Reproduce, without any change, everything in the records from the line containing "Every <instance> block" down to the line containing "box: [117, 223, 640, 254]", including both of those lines.

- DATA SUPPLIED -
# # # #

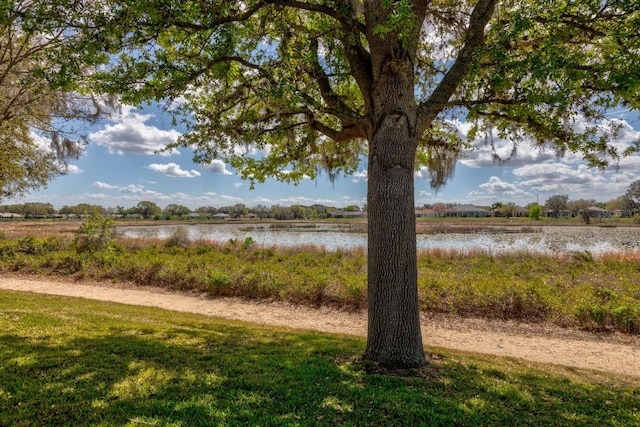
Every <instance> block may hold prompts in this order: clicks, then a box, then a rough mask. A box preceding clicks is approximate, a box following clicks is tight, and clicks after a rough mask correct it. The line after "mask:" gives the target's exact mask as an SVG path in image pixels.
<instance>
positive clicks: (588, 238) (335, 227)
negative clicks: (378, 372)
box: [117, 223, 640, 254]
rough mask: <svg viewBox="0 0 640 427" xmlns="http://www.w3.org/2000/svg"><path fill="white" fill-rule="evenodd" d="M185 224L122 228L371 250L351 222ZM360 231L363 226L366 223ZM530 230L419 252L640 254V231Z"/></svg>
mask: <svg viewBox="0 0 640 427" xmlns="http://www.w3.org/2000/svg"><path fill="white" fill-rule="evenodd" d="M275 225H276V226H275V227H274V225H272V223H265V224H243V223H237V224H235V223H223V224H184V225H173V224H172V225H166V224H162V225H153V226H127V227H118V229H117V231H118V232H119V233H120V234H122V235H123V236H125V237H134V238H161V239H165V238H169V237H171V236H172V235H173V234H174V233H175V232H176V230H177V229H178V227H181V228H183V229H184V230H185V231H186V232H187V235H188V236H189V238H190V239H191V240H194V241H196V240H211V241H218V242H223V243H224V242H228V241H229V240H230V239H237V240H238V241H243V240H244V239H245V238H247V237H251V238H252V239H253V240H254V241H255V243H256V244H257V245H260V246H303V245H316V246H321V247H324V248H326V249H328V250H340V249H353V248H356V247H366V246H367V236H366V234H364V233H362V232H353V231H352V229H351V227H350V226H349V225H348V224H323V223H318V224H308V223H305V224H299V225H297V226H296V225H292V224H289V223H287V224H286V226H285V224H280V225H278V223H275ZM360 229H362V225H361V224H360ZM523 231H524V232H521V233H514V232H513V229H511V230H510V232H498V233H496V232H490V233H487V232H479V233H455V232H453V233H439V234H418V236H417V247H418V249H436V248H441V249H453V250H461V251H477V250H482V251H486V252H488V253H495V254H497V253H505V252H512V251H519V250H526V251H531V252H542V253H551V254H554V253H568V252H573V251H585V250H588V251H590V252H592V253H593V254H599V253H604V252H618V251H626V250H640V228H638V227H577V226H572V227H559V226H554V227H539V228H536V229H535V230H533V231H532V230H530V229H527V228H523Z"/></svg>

# # # #

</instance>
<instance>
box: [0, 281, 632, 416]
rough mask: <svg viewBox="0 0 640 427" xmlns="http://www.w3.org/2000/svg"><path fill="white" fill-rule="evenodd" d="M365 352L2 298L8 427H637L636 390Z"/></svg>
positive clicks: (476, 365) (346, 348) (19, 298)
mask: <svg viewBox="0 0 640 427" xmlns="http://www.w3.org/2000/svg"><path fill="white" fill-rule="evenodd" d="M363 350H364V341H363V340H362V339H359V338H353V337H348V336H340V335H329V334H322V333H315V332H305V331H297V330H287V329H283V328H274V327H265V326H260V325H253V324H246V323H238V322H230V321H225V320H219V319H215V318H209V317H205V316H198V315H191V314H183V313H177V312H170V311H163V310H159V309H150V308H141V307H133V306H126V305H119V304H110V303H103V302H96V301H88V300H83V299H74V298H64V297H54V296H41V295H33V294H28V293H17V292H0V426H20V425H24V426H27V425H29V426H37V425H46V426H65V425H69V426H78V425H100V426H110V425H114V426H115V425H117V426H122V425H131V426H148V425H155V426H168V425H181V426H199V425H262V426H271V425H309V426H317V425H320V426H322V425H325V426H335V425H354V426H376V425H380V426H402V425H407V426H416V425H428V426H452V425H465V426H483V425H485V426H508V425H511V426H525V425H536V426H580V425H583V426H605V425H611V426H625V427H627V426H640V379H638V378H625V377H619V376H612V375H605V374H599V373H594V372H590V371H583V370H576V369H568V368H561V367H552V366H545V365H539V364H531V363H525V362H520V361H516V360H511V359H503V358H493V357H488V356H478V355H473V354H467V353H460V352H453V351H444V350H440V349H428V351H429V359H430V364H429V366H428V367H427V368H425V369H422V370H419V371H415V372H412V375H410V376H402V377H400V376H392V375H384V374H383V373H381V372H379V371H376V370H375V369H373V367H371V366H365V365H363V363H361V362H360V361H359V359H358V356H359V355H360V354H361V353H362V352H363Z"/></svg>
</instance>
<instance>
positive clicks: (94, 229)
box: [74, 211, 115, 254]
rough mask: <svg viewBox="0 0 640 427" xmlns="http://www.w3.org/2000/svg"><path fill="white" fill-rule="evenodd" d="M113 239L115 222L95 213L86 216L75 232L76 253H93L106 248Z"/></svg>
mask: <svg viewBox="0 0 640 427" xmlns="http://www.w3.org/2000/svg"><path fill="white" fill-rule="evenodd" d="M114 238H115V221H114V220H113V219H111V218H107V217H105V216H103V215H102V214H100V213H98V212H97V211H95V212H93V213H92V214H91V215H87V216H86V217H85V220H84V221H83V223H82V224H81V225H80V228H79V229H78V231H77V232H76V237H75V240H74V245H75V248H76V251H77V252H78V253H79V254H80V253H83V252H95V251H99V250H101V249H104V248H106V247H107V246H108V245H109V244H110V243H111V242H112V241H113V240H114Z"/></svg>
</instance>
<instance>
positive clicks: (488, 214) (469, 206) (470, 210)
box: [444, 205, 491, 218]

# # # #

- ANSWER SECTION -
Every <instance> block may hold prompts in this order: clicks, then a box, then a rough mask. A box preceding clicks is approximate, a box following clicks is tight, and clicks after a rough mask correct it. The line after "mask:" gives the target's exact mask as an SVG path in image pixels.
<instance>
positive clicks: (588, 238) (335, 227)
negative clicks: (378, 372)
box: [117, 223, 640, 254]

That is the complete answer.